[[ EXTRACT, beginning ]]
Poliomyelitis caused by poliovirus is a crippling disease that mostly affects children below the age of three years and adults with autoimmune disorders and special conditions. Although the symptoms are varied, the virus mainly attacks the nervous system to the point where it completely destroys the cells of the spinal cord resulting in paralysis.
How does poliovirus enter the body
Poliomyelitis can result from the infection by any one of the three related poliovirus types, commonly known as types P1, P2, and P3. These viruses are the members of the enterovirus or picornavirus family that are transmitted from one person to another. The mode of transmission can be by oral contact with secretions or faecal material from an infected person passed into the food and water of a healthy person. Once inside the body, the virus can reproduce in the nasal tract and in some specialized cells in the intestines and ultimately enter the bloodstream.
Destroying the nervous system
Through the blood and lymphatic vessels, the virus can reach all parts of the body. It can then invade the central nervous system, and spreads along all the nerve fibres. On multiplication within the nervous system, the virus slowly starts destroying the motor neurons or nerve cells responsible for taking commands from the brain to the different parts of the body. These nerves are connected to the skeletal muscles that allow voluntary movement by any individual. This impedes any voluntary movement and results in paralysis. Once affected nerve cells cannot regenerate, and so the affected muscles lose all their functions from lack of any nervous signals to activate them. This condition is termed acute flaccid paralysis or AFP.
In patients with poliomyelitis, most commonly the muscles of the legs get affected the worst followed by those of the arm muscles. In cases of severe paralysis, the muscles of the trunk, thorax, and abdomen, are also affected. Sometimes the poliovirus also affects the motor neurons supplying to the brain stem. This reduces the breathing capacity of the patient and causes difficulty in talking and eating, making respiratory support compulsory.
[[ EXTRACT, end ]]
[[ THE DATA, beginning ]]
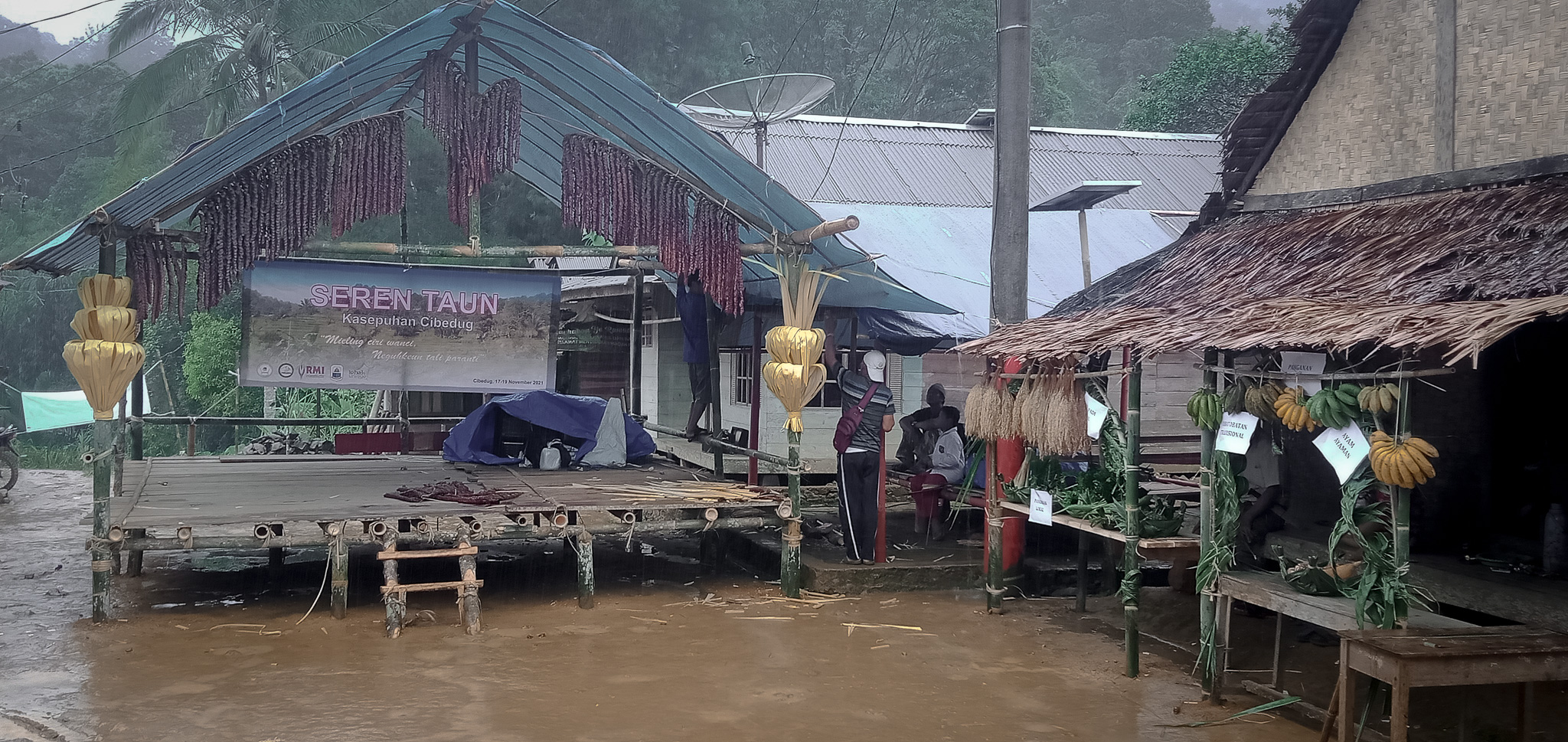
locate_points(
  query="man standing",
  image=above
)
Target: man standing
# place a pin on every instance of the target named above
(692, 306)
(867, 402)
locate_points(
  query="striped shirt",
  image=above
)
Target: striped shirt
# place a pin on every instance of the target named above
(852, 390)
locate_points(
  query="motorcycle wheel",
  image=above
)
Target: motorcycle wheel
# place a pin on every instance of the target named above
(10, 468)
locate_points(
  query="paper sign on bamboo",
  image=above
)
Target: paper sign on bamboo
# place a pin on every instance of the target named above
(1236, 432)
(1040, 507)
(1310, 366)
(1344, 449)
(1096, 414)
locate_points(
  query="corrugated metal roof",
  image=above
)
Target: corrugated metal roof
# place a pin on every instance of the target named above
(567, 87)
(944, 253)
(951, 165)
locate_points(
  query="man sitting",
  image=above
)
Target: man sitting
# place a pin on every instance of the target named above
(944, 466)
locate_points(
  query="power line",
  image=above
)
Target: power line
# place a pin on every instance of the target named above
(51, 61)
(52, 18)
(188, 103)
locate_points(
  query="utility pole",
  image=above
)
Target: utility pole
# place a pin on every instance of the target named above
(1010, 200)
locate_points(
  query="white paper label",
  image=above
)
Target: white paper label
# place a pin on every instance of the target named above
(1096, 414)
(1344, 449)
(1308, 366)
(1236, 432)
(1040, 507)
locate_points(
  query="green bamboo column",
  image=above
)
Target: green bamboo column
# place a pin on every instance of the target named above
(1129, 556)
(789, 559)
(995, 525)
(1402, 502)
(103, 477)
(1207, 603)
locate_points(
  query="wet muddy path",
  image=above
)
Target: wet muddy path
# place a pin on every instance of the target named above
(667, 655)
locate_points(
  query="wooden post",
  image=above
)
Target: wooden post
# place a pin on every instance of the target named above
(338, 554)
(993, 543)
(1207, 601)
(1402, 501)
(103, 476)
(789, 561)
(583, 546)
(469, 593)
(1129, 553)
(715, 388)
(396, 600)
(882, 495)
(634, 381)
(755, 436)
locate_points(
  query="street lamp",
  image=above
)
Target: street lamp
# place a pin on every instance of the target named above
(1081, 198)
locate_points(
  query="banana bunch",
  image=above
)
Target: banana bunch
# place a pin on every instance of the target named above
(1204, 408)
(1291, 407)
(1259, 400)
(1379, 397)
(1402, 463)
(1334, 407)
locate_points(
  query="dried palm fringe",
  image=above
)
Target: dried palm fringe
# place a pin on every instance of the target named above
(607, 190)
(480, 134)
(273, 208)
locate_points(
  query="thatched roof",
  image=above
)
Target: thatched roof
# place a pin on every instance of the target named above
(1455, 270)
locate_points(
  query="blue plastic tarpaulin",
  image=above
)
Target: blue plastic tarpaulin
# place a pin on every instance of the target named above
(474, 438)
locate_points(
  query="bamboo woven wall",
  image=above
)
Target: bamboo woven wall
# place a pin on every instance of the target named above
(1369, 118)
(1511, 80)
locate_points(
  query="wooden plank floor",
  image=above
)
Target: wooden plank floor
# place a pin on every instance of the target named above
(250, 490)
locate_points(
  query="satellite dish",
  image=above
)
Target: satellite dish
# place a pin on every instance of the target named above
(755, 103)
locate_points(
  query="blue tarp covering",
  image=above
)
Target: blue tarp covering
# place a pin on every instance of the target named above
(474, 438)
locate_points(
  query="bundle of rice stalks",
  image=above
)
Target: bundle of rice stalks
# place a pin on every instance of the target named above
(984, 410)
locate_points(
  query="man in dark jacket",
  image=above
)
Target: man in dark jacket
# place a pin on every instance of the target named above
(860, 465)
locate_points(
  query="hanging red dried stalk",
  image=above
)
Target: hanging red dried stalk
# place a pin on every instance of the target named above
(266, 211)
(480, 134)
(157, 272)
(369, 170)
(635, 203)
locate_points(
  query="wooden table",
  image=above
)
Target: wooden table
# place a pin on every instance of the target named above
(1429, 658)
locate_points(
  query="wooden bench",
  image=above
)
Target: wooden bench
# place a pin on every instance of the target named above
(1269, 590)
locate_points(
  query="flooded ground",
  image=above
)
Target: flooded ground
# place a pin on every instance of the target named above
(211, 650)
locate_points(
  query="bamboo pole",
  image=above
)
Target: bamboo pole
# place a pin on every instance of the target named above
(396, 600)
(993, 543)
(1207, 601)
(1129, 553)
(469, 593)
(585, 589)
(789, 561)
(339, 562)
(1402, 502)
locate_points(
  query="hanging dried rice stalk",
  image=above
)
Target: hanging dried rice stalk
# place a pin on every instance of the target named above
(158, 272)
(369, 172)
(607, 190)
(266, 211)
(480, 134)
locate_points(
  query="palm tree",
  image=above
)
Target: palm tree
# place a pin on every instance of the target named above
(236, 54)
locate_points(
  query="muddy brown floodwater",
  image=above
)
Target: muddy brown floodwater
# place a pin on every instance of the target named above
(658, 659)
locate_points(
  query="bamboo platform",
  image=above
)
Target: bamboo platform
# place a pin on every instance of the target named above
(184, 492)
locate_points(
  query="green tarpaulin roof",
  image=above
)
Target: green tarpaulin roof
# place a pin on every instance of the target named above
(568, 87)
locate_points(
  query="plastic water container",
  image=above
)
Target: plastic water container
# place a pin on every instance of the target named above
(550, 457)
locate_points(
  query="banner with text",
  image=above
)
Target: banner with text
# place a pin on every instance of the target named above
(333, 325)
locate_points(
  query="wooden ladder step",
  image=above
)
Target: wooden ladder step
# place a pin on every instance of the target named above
(423, 587)
(429, 553)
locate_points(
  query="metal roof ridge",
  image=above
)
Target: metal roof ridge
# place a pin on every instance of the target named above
(965, 127)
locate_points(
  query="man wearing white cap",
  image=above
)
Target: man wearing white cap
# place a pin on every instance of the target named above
(867, 413)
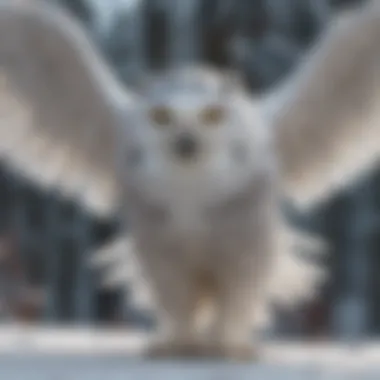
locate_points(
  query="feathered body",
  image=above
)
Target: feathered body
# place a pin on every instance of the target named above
(194, 163)
(209, 220)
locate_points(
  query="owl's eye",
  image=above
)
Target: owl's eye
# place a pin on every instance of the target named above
(161, 116)
(212, 115)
[[ THE DATA, end ]]
PROBLEM DESCRIPTION: Print the passage of the poliomyelitis text from "How does poliovirus" up to and including "enter the bloodstream.", word for word. The listing is separate material and has nothing to do with the poliomyelitis text.

ANSWER SECTION:
How does poliovirus enter the body
Poliomyelitis can result from the infection by any one of the three related poliovirus types, commonly known as types P1, P2, and P3. These viruses are the members of the enterovirus or picornavirus family that are transmitted from one person to another. The mode of transmission can be by oral contact with secretions or faecal material from an infected person passed into the food and water of a healthy person. Once inside the body, the virus can reproduce in the nasal tract and in some specialized cells in the intestines and ultimately enter the bloodstream.